WRITTEN PROBLEM →
Transcribe the entries below exactly.

◆ ◆ ◆

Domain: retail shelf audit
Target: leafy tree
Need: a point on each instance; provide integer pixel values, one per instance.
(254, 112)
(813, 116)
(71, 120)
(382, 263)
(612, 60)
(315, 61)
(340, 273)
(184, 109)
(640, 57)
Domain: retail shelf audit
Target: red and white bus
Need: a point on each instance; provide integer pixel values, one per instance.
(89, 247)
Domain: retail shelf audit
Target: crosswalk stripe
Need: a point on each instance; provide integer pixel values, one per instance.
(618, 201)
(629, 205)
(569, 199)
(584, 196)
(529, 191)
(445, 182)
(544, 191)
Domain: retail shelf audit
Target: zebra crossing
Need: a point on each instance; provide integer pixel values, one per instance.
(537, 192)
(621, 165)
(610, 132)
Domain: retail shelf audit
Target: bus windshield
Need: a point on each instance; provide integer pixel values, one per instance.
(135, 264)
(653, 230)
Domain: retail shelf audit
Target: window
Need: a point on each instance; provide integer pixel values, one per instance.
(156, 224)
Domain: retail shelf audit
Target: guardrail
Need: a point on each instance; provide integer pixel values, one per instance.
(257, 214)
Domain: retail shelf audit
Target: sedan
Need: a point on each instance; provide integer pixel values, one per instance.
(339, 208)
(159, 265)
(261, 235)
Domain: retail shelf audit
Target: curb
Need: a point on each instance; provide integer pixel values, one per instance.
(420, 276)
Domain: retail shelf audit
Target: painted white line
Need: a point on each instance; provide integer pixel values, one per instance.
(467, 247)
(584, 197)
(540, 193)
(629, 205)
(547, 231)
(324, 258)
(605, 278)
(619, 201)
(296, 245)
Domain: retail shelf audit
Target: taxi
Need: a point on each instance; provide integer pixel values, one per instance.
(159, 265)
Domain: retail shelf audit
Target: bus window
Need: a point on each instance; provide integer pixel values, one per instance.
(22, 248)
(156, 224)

◆ ◆ ◆

SOLUTION TO THE EXERCISE →
Domain: retail shelf audit
Target: leafy tree
Need: a point on each instance; provide integer pixel values, one per instance.
(254, 112)
(813, 116)
(71, 120)
(382, 263)
(612, 60)
(315, 61)
(340, 273)
(184, 109)
(640, 57)
Domain: retail shelf audit
Target: red and white bus
Need: a point on each instance; provide integer pixel values, one per instance.
(89, 247)
Domain: retail shelf audit
Target: crosswalk stripe
Need: a point on each instance; provide integer pixel values, one per instance.
(618, 201)
(629, 205)
(569, 199)
(584, 196)
(529, 191)
(445, 182)
(544, 191)
Domain: retail shelf audit
Target: zebra crossing
Need: a point on each instance; provide integer pixel values, one per instance.
(537, 192)
(621, 165)
(610, 132)
Domain: retail shelf audit
Target: bus windshield
Need: a point on each instance; provide integer pixel values, one per instance.
(135, 264)
(653, 230)
Domain: retail shelf audit
Target: window
Need: a point on each instance; provide integer pixel values, one per instance.
(156, 224)
Domain: retail shelf audit
Target: guardrail
Need: a point on each instance; provide integer pixel values, one per instance.
(257, 214)
Domain: retail shelf audit
Target: sedan
Need: a point on each instance; provide integer pixel values, one per instance.
(339, 208)
(159, 265)
(261, 235)
Domain: retail shelf audit
Target: curb
Need: a point on each instance; provide integer pixel values, one per instance.
(420, 276)
Domain: retail shelf audit
Target: painted white line
Need: a point on each instance; provide integer pixel values, one per instance.
(467, 247)
(584, 197)
(540, 193)
(629, 205)
(547, 231)
(324, 258)
(605, 278)
(619, 201)
(296, 245)
Domain: retail shelf audit
Target: taxi
Need: a point on each instance; provide integer pixel values, one per instance.
(159, 265)
Domain: retail shelf audit
Target: bus window
Need: a point on each instance; provide integer pixel values, one per instance.
(22, 248)
(156, 224)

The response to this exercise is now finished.